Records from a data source
>>>>>
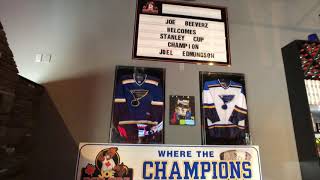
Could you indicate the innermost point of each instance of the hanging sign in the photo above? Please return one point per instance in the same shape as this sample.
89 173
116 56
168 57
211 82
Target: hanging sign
184 32
139 162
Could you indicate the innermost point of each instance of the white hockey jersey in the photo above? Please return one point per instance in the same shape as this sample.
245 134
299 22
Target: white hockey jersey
225 109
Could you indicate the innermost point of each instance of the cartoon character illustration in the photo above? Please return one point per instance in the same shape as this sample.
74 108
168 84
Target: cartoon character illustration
235 155
107 166
108 163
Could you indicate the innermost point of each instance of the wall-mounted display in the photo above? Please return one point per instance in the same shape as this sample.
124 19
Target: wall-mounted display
224 111
176 31
138 105
182 111
310 60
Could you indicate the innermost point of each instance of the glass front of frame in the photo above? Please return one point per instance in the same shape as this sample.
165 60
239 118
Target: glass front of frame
138 106
224 111
182 111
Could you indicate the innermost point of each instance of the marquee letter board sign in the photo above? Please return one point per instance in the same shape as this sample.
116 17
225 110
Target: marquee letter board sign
184 32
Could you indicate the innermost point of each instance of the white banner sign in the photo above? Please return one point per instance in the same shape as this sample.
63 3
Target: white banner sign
138 162
171 31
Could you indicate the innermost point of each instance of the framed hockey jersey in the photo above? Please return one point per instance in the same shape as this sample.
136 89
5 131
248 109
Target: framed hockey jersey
224 110
138 106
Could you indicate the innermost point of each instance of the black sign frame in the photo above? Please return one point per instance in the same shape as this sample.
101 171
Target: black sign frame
224 18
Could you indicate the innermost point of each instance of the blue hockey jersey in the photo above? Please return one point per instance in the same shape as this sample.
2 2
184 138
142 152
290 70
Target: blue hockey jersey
225 109
138 102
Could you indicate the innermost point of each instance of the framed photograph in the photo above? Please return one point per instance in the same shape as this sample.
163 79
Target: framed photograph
181 32
182 111
138 106
224 111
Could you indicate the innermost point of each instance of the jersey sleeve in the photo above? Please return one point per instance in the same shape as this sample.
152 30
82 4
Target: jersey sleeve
119 101
241 110
157 103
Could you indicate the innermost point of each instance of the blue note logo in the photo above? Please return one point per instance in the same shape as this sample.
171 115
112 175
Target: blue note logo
226 99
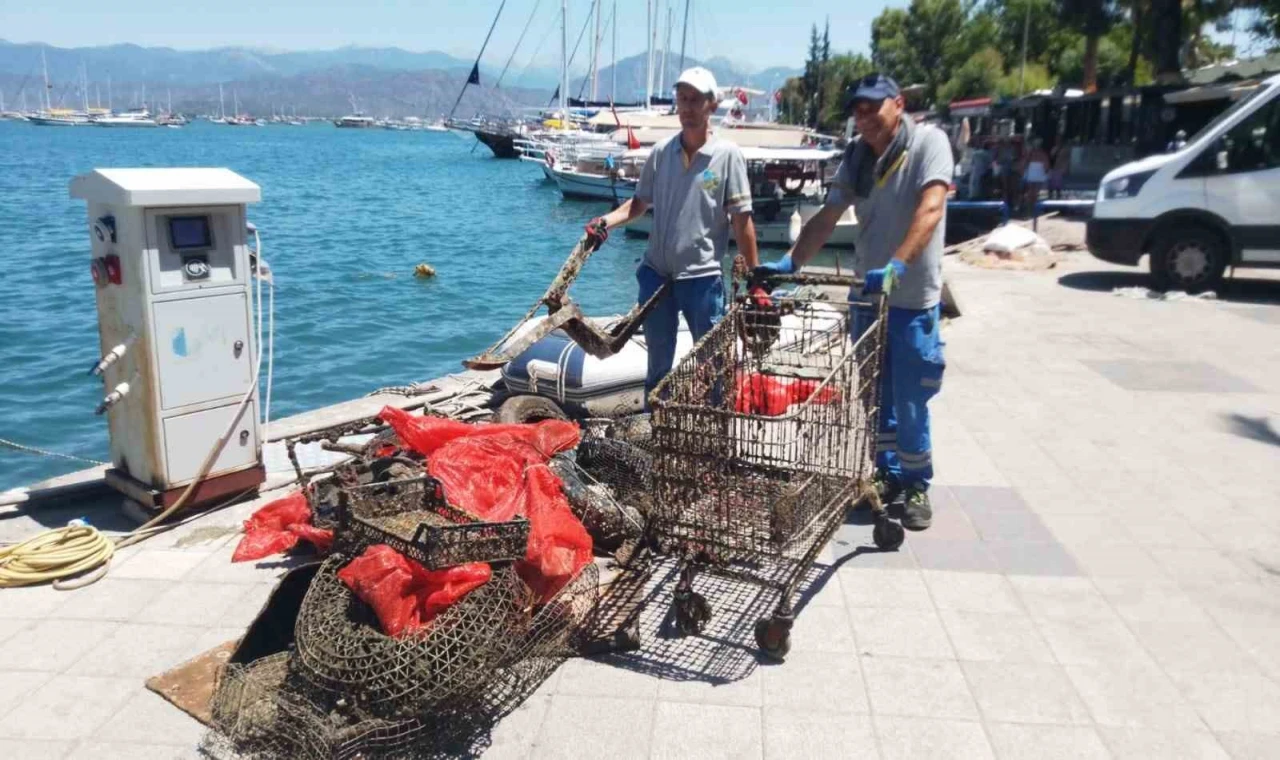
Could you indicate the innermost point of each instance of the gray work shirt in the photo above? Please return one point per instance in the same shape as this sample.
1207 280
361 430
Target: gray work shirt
886 214
691 201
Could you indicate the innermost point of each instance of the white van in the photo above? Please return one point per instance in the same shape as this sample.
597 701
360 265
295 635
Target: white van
1215 202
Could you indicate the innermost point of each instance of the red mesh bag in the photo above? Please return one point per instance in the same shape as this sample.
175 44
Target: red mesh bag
278 526
405 595
768 395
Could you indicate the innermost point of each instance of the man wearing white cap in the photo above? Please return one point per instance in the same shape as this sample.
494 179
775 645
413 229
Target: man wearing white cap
696 186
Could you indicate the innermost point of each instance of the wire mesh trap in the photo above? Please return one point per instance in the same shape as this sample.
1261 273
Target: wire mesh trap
412 517
763 434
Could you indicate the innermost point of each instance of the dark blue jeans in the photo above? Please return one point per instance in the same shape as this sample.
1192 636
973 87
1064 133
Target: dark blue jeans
700 300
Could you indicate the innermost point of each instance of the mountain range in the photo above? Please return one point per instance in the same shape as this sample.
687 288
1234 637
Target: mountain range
382 81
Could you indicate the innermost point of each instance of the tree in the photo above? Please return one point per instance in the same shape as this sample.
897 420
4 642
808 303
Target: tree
977 77
1092 18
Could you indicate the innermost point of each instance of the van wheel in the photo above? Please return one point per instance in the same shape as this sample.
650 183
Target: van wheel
1189 259
529 408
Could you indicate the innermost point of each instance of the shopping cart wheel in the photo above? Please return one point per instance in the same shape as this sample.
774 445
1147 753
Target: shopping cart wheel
887 534
691 612
773 637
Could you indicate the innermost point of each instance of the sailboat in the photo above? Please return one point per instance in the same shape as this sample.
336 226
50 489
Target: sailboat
51 117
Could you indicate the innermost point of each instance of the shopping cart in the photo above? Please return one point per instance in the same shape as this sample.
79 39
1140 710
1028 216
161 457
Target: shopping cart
763 435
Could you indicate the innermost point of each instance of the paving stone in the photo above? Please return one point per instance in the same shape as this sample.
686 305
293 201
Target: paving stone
138 651
816 681
1151 600
147 718
1033 559
996 639
1115 562
595 727
1170 376
31 603
1023 692
790 732
18 686
972 557
822 628
920 738
744 692
67 708
973 593
191 604
33 750
159 564
886 587
1251 746
53 645
1047 742
900 632
928 688
94 750
707 731
513 736
1087 641
1141 744
1233 700
586 677
1191 646
1133 695
112 599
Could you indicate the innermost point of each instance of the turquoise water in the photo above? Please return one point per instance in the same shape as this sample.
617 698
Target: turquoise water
344 218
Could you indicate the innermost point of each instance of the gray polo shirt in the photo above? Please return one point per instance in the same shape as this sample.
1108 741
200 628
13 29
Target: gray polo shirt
691 204
885 216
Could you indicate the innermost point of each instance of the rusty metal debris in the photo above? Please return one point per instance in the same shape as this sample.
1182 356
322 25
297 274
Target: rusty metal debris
563 314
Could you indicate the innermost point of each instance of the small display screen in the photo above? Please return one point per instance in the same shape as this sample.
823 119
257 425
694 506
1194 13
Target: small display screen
190 232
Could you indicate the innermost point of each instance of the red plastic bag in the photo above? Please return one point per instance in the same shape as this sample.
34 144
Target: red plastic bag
558 544
405 595
428 434
497 472
768 395
278 526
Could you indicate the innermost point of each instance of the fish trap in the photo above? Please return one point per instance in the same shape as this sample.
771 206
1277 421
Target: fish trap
412 517
763 435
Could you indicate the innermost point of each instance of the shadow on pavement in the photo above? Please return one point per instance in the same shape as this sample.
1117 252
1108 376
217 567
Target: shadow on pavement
1258 429
1240 289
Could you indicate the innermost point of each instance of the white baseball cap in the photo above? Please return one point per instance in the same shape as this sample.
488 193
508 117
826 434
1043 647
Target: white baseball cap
699 79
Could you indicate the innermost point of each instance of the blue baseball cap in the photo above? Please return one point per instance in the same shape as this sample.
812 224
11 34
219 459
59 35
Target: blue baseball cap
871 87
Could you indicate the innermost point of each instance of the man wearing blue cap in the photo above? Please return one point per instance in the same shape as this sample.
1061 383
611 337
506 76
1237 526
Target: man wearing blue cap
896 175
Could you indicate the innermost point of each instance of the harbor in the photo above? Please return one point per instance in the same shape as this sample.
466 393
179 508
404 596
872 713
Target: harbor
913 403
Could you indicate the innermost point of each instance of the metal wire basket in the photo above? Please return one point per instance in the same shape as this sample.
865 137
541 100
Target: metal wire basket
411 517
763 434
341 648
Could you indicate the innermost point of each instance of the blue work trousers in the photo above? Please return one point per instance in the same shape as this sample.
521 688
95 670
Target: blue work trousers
700 300
910 376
<<<<<
Images must not appear in the copy; reproduce everything else in the records verbatim.

--- EXERCISE SOLUTION ---
Could you indicate the innermost point of each instance of the hanging sign in the photo above? Please return one point per instance in the same shape as this sample.
89 173
116 56
168 57
211 82
Target: hanging sign
184 32
139 162
Could you indicate the innermost point of each instance of the white hockey jersey in the photo above? Please return one point per instance in the same shape as this sample.
245 134
299 22
Target: white hockey jersey
225 109
Could you indicate the innermost point of each instance of the cartoon character illustration in the photo above? Please return one point per instance in the same shape as this sample.
74 108
168 84
Target: cartoon character illustration
235 155
107 166
108 163
Could you indicate the innermost point of each instance of the wall-mounted display in the photo above? Please return one point per instance in the same shape as this sample.
124 19
Target: wall-mounted display
224 111
176 31
138 105
182 111
310 60
Could you indicate the innermost point of each instance of the glass front of frame in the photo above? Please return one point per instance in the same shape as this sample.
165 60
239 118
Target: glass front of frame
138 106
224 111
182 111
Could you indicate the innermost point of each instance of the marquee letter board sign in the photo above? Please return one point per instance in the same shape as this sample.
116 17
225 110
Target: marquee letter board sign
184 32
Could you indicate the innermost point of each instance of the white banner sign in the photo above? Please return one point per instance in the same shape as this sample.
63 3
Target: white banner sign
138 162
171 31
Could you indicate the innermost point of each instance of the framed hockey jersey in the photo above? Please return one point per instance in the same shape as this sample.
136 89
5 131
248 109
Target: framed hockey jersey
224 110
138 106
Could you indicate the innermost point of each instance of the black sign frame in the photo above? Please return one point per instance in the same shape as this sample.
101 171
Target: black sign frame
224 18
Could you indicate the innermost point of each instance of the blue hockey jersey in the photo above? Please return one point per instance in the same shape as this sample.
2 2
184 138
142 152
290 70
Target: blue hockey jersey
225 109
138 102
Could you indicate the innermost point of each instance of the framed photograph in the photo above? Please return one point per instance in the same shape as this sample.
163 79
Target: framed photograph
181 32
182 111
138 106
224 111
Could you indicate the innermost point of each instance of the jersey sleeve in the photo above? Please return one point per instance in the same shape as this sample.
152 30
82 4
Target: jersey sleeve
119 101
241 110
157 103
Could you indicate the innermost point of each instance of the blue note logo in the photo above? Please return one point per instance in the same shape as this sample.
171 115
112 175
Target: blue note logo
226 99
Could you indicate the innermost point of each instance of the gray work shirt in the photo above? Please return one point per instance in the same shape as this sample.
1207 280
361 430
Target: gray work shirt
886 214
691 201
Could you indicate the innermost point of each instance of the white van in the photo above? Please return one point per instance in the same shape as this sample.
597 701
360 265
295 635
Target: white van
1215 202
Could you indicate the innermost point of each instance of the red mesh bag in the photo above? Please return one point per instance in the same shape as this sample.
175 44
Target: red mesh bag
278 526
405 595
768 395
Could you indicate the innermost point of each instance of the man wearing white cap in the photo above? Please return one point per instance in the same shape as this sample.
494 179
775 645
413 229
Target: man wearing white cap
696 186
Could you indicate the innermost point of each instance of the wire mesh trap in the photo above? Please return one point per instance in the same shape as this sample.
1261 273
Target: wire mesh trap
412 517
763 434
Could you indicate the innermost point of each instance of the dark blue jeans in the photo above? Please return one point per instance in the same shape as this sample.
1192 636
973 87
1064 133
Target: dark blue jeans
700 300
Could you indicate the innermost point of each instance of the mountain range in the photo above? Please return one point per instance in the same shape as this sample.
687 288
1234 637
Target: mountain range
382 81
Could you indicate the innermost point of each instance of the tree in the photo above? Please return one point per instance in the same shape as this sample.
897 420
4 642
808 303
Target: tree
977 77
1092 18
Could you indicate the innermost point of each instance of the van wheel in the photo above? Please return one point per instance in the same shape as this sample.
650 183
Target: van wheel
1189 259
529 408
Could you indicate the innermost point of each instance of the shopping cart wheel in the photo above? Please return one point per instance in the same shape as this sample.
774 445
1147 753
Target: shopping cart wheel
887 534
691 612
773 637
Could you indicate the innermost point of each instance of the sailboat in the photo above? Please return one point per instance in the same shape as this sample.
336 226
50 489
Target: sailboat
51 117
Could you indicate the innermost point of each instance of the shopping cart in the photo above? Please return one point per instance in the same shape as this sample.
79 39
1140 710
1028 216
161 457
Target: shopping cart
763 435
Could you indicate the innermost point of each instance of the paving stone in the photo above? Please return one point per instance in the same shape as this sample.
686 305
293 201
Target: paving stone
138 651
816 681
1151 600
147 718
1033 559
996 639
1115 562
595 727
1170 376
31 603
1023 692
790 732
18 686
972 557
822 628
920 738
744 692
67 708
973 593
191 604
33 750
159 564
886 587
1251 746
53 645
1047 742
900 632
928 688
94 750
707 731
513 736
1087 641
1141 744
1233 700
586 677
1191 646
1133 695
112 599
Could you indicate the innermost point of each instance of the turquoise water in the photo above? Please return one point per instance in the same shape as this sample.
617 698
Target: turquoise water
344 218
Could you indicate the innermost point of each instance of the gray polo shirt in the photo above? Please return one point per instance in the same shape as this sample.
1108 741
200 628
13 29
Target: gray polo shirt
691 204
885 216
Could you indicate the innermost point of each instance of the rusty metal debris in the photo above? Please return one point per instance in the same shape as this sample.
1182 356
322 25
297 274
Target: rusty metal debris
563 314
Could you indicate the innermost point of each instance of the small display screen in the photo above? Please return one point per instance in the same shape as this sample.
823 119
257 425
694 506
1194 13
Target: small display screen
190 232
Could you indicate the innermost point of each instance of the red plastic bag in the photo above? Please return one point per instance in the same shape as this sample.
34 144
Target: red plastic bag
558 544
405 595
428 434
497 472
768 395
278 526
Could you indicate the innermost point of each instance of the fish trap in the photo above? Please return one point per instance in the same shape as this sample.
771 206
1277 421
Target: fish trap
412 517
763 435
Could you indicate the innermost point of each instance of the shadow on pavement in the photo above? Please return one point per instance in the same shape as this sample.
1117 252
1108 376
217 567
Target: shadow on pavement
1258 429
1240 289
Could you indicate the innermost point of each instance of the white baseball cap in the photo above? Please return one point per instance in the same shape as this sample.
488 193
508 117
826 434
1043 647
Target: white baseball cap
699 79
Could you indicate the innermost point of each instance of the blue baseball cap in the photo above? Please return one point per instance in the same shape as this sample.
812 224
11 34
219 459
59 35
Target: blue baseball cap
871 87
Could you indicate the innermost point of each instance of the man wearing blue cap in the photo above? Please return one point per instance in the same shape as this sample.
1061 383
611 337
506 76
1237 526
Target: man wearing blue cap
896 175
Could you indicate the innermost point of each instance of the harbor in the photo above? Please return one point per instance in the same shape as this sample.
466 393
179 508
404 596
872 713
Target: harbor
913 403
Could you indicate the innermost point of each instance of the metal wire basket in the photo above? Please return one point per instance in the same shape as this sample.
865 137
541 100
Target: metal wire basket
411 517
763 434
341 648
Could you indicate the innermost point of each instance of the blue work trousers in the photo above? Please return one point per instance in the same shape as this sample.
521 688
95 670
Target: blue work trousers
700 300
910 376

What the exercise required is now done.